# start of Provided material
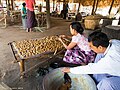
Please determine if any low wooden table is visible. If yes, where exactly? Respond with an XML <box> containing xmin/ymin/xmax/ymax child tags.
<box><xmin>9</xmin><ymin>36</ymin><xmax>68</xmax><ymax>76</ymax></box>
<box><xmin>9</xmin><ymin>42</ymin><xmax>65</xmax><ymax>78</ymax></box>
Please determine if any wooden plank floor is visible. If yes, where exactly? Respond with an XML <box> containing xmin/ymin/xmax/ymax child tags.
<box><xmin>2</xmin><ymin>58</ymin><xmax>62</xmax><ymax>90</ymax></box>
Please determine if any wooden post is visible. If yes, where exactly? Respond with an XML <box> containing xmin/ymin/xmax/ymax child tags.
<box><xmin>108</xmin><ymin>0</ymin><xmax>115</xmax><ymax>15</ymax></box>
<box><xmin>91</xmin><ymin>0</ymin><xmax>96</xmax><ymax>15</ymax></box>
<box><xmin>46</xmin><ymin>0</ymin><xmax>51</xmax><ymax>28</ymax></box>
<box><xmin>18</xmin><ymin>59</ymin><xmax>25</xmax><ymax>78</ymax></box>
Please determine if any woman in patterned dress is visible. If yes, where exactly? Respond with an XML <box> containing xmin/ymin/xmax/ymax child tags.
<box><xmin>59</xmin><ymin>22</ymin><xmax>95</xmax><ymax>65</ymax></box>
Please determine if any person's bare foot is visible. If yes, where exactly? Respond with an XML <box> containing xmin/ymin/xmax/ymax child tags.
<box><xmin>26</xmin><ymin>28</ymin><xmax>29</xmax><ymax>32</ymax></box>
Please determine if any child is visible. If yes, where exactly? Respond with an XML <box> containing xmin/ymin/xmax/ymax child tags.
<box><xmin>21</xmin><ymin>3</ymin><xmax>27</xmax><ymax>29</ymax></box>
<box><xmin>59</xmin><ymin>22</ymin><xmax>95</xmax><ymax>65</ymax></box>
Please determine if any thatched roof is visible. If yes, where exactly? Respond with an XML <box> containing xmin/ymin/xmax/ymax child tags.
<box><xmin>69</xmin><ymin>0</ymin><xmax>120</xmax><ymax>7</ymax></box>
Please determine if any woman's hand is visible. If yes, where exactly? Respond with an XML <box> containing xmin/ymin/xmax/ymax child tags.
<box><xmin>61</xmin><ymin>67</ymin><xmax>70</xmax><ymax>73</ymax></box>
<box><xmin>58</xmin><ymin>38</ymin><xmax>62</xmax><ymax>42</ymax></box>
<box><xmin>59</xmin><ymin>35</ymin><xmax>66</xmax><ymax>38</ymax></box>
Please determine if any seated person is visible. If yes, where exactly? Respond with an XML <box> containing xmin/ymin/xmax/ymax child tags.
<box><xmin>61</xmin><ymin>32</ymin><xmax>120</xmax><ymax>90</ymax></box>
<box><xmin>59</xmin><ymin>22</ymin><xmax>95</xmax><ymax>65</ymax></box>
<box><xmin>75</xmin><ymin>13</ymin><xmax>82</xmax><ymax>21</ymax></box>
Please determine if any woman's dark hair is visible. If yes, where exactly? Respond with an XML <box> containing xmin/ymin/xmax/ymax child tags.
<box><xmin>22</xmin><ymin>3</ymin><xmax>26</xmax><ymax>7</ymax></box>
<box><xmin>70</xmin><ymin>22</ymin><xmax>84</xmax><ymax>34</ymax></box>
<box><xmin>88</xmin><ymin>31</ymin><xmax>109</xmax><ymax>47</ymax></box>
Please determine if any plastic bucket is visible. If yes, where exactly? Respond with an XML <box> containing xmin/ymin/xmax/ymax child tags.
<box><xmin>42</xmin><ymin>68</ymin><xmax>97</xmax><ymax>90</ymax></box>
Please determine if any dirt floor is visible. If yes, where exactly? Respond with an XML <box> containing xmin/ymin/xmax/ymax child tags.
<box><xmin>0</xmin><ymin>18</ymin><xmax>94</xmax><ymax>90</ymax></box>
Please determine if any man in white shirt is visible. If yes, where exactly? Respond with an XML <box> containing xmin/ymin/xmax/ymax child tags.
<box><xmin>62</xmin><ymin>32</ymin><xmax>120</xmax><ymax>90</ymax></box>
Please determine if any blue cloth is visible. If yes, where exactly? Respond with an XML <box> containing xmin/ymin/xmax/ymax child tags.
<box><xmin>93</xmin><ymin>54</ymin><xmax>120</xmax><ymax>90</ymax></box>
<box><xmin>93</xmin><ymin>53</ymin><xmax>110</xmax><ymax>83</ymax></box>
<box><xmin>97</xmin><ymin>76</ymin><xmax>120</xmax><ymax>90</ymax></box>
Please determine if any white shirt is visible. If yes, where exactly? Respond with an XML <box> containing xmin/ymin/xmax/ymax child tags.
<box><xmin>70</xmin><ymin>40</ymin><xmax>120</xmax><ymax>76</ymax></box>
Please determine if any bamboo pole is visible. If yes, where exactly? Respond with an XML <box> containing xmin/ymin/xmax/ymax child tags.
<box><xmin>46</xmin><ymin>0</ymin><xmax>51</xmax><ymax>29</ymax></box>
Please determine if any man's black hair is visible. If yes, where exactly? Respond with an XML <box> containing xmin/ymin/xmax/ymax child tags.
<box><xmin>70</xmin><ymin>22</ymin><xmax>84</xmax><ymax>34</ymax></box>
<box><xmin>88</xmin><ymin>31</ymin><xmax>109</xmax><ymax>47</ymax></box>
<box><xmin>22</xmin><ymin>3</ymin><xmax>26</xmax><ymax>7</ymax></box>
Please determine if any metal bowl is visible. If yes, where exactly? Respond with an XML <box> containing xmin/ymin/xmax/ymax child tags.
<box><xmin>42</xmin><ymin>68</ymin><xmax>97</xmax><ymax>90</ymax></box>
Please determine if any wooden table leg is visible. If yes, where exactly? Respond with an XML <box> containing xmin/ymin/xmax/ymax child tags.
<box><xmin>19</xmin><ymin>60</ymin><xmax>25</xmax><ymax>78</ymax></box>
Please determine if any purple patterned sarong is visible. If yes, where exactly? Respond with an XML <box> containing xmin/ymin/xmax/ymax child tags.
<box><xmin>97</xmin><ymin>76</ymin><xmax>120</xmax><ymax>90</ymax></box>
<box><xmin>63</xmin><ymin>46</ymin><xmax>95</xmax><ymax>65</ymax></box>
<box><xmin>27</xmin><ymin>9</ymin><xmax>37</xmax><ymax>28</ymax></box>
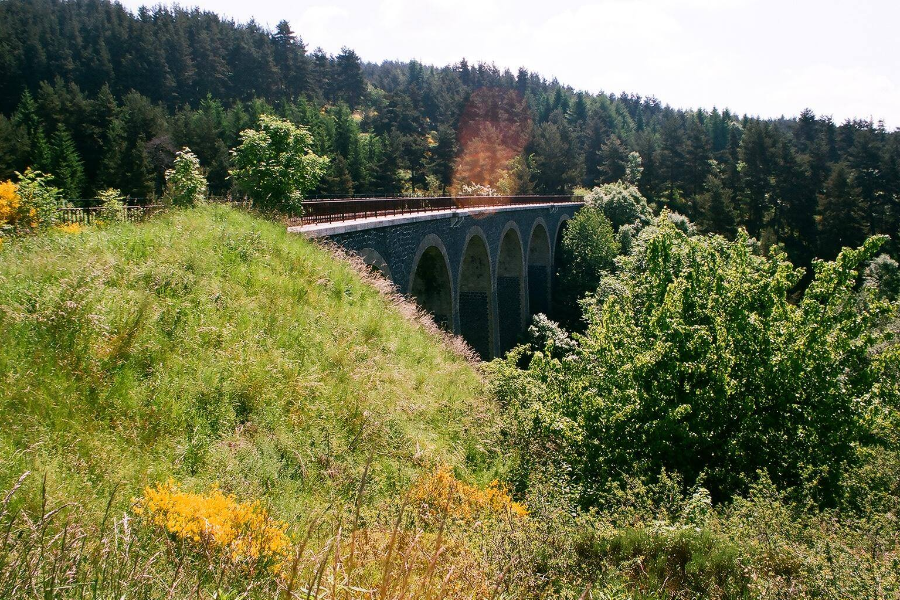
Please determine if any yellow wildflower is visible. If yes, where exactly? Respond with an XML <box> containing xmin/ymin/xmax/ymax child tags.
<box><xmin>135</xmin><ymin>480</ymin><xmax>291</xmax><ymax>570</ymax></box>
<box><xmin>0</xmin><ymin>181</ymin><xmax>21</xmax><ymax>226</ymax></box>
<box><xmin>411</xmin><ymin>467</ymin><xmax>528</xmax><ymax>521</ymax></box>
<box><xmin>56</xmin><ymin>223</ymin><xmax>84</xmax><ymax>233</ymax></box>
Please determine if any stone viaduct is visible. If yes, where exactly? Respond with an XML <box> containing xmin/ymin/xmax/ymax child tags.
<box><xmin>289</xmin><ymin>199</ymin><xmax>581</xmax><ymax>359</ymax></box>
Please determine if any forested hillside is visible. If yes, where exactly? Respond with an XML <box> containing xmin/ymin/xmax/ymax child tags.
<box><xmin>0</xmin><ymin>0</ymin><xmax>900</xmax><ymax>264</ymax></box>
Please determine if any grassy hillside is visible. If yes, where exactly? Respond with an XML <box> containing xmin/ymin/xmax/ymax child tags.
<box><xmin>0</xmin><ymin>207</ymin><xmax>494</xmax><ymax>521</ymax></box>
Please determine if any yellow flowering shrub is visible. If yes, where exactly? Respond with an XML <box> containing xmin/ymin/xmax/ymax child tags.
<box><xmin>410</xmin><ymin>467</ymin><xmax>528</xmax><ymax>521</ymax></box>
<box><xmin>56</xmin><ymin>223</ymin><xmax>84</xmax><ymax>233</ymax></box>
<box><xmin>0</xmin><ymin>181</ymin><xmax>21</xmax><ymax>227</ymax></box>
<box><xmin>135</xmin><ymin>480</ymin><xmax>291</xmax><ymax>570</ymax></box>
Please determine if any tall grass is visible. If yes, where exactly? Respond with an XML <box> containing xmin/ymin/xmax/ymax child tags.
<box><xmin>0</xmin><ymin>207</ymin><xmax>499</xmax><ymax>536</ymax></box>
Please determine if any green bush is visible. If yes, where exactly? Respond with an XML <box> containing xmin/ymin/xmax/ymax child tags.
<box><xmin>498</xmin><ymin>214</ymin><xmax>897</xmax><ymax>505</ymax></box>
<box><xmin>230</xmin><ymin>115</ymin><xmax>328</xmax><ymax>214</ymax></box>
<box><xmin>166</xmin><ymin>146</ymin><xmax>208</xmax><ymax>206</ymax></box>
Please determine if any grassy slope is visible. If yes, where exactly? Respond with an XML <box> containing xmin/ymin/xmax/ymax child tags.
<box><xmin>0</xmin><ymin>207</ymin><xmax>495</xmax><ymax>518</ymax></box>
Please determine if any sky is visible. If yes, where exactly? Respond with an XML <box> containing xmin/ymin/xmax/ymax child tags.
<box><xmin>120</xmin><ymin>0</ymin><xmax>900</xmax><ymax>129</ymax></box>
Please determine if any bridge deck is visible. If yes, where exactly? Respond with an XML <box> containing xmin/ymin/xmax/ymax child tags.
<box><xmin>288</xmin><ymin>202</ymin><xmax>583</xmax><ymax>237</ymax></box>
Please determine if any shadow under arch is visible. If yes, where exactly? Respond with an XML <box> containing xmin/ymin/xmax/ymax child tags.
<box><xmin>549</xmin><ymin>215</ymin><xmax>578</xmax><ymax>325</ymax></box>
<box><xmin>457</xmin><ymin>227</ymin><xmax>494</xmax><ymax>360</ymax></box>
<box><xmin>497</xmin><ymin>222</ymin><xmax>527</xmax><ymax>355</ymax></box>
<box><xmin>528</xmin><ymin>218</ymin><xmax>552</xmax><ymax>315</ymax></box>
<box><xmin>409</xmin><ymin>235</ymin><xmax>453</xmax><ymax>331</ymax></box>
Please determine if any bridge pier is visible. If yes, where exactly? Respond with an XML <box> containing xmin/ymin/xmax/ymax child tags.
<box><xmin>290</xmin><ymin>202</ymin><xmax>582</xmax><ymax>360</ymax></box>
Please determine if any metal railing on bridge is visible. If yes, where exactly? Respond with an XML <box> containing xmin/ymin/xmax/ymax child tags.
<box><xmin>57</xmin><ymin>204</ymin><xmax>165</xmax><ymax>225</ymax></box>
<box><xmin>290</xmin><ymin>195</ymin><xmax>581</xmax><ymax>225</ymax></box>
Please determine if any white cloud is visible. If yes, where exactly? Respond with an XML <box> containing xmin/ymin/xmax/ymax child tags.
<box><xmin>112</xmin><ymin>0</ymin><xmax>900</xmax><ymax>126</ymax></box>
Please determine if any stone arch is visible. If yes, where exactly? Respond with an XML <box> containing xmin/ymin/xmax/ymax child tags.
<box><xmin>359</xmin><ymin>248</ymin><xmax>394</xmax><ymax>281</ymax></box>
<box><xmin>457</xmin><ymin>226</ymin><xmax>494</xmax><ymax>360</ymax></box>
<box><xmin>528</xmin><ymin>217</ymin><xmax>552</xmax><ymax>315</ymax></box>
<box><xmin>409</xmin><ymin>234</ymin><xmax>453</xmax><ymax>331</ymax></box>
<box><xmin>497</xmin><ymin>222</ymin><xmax>528</xmax><ymax>354</ymax></box>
# end of Provided material
Exercise goal:
Show every line in the items above that contains the word "white". Case counts.

Output of the task:
Please determine if any man in white shirt is visible. If yes, where exactly? Respond with an XML <box> containing xmin/ymin/xmax/ymax child tags.
Please determine if any white shirt is visible. If yes, where exactly? Respond with an XML <box> containing xmin/ymin/xmax/ymax child tags.
Please determine if any white cloud is visible. If yes, where exactly? Respond with an XML <box> containing xmin/ymin/xmax/ymax child tags.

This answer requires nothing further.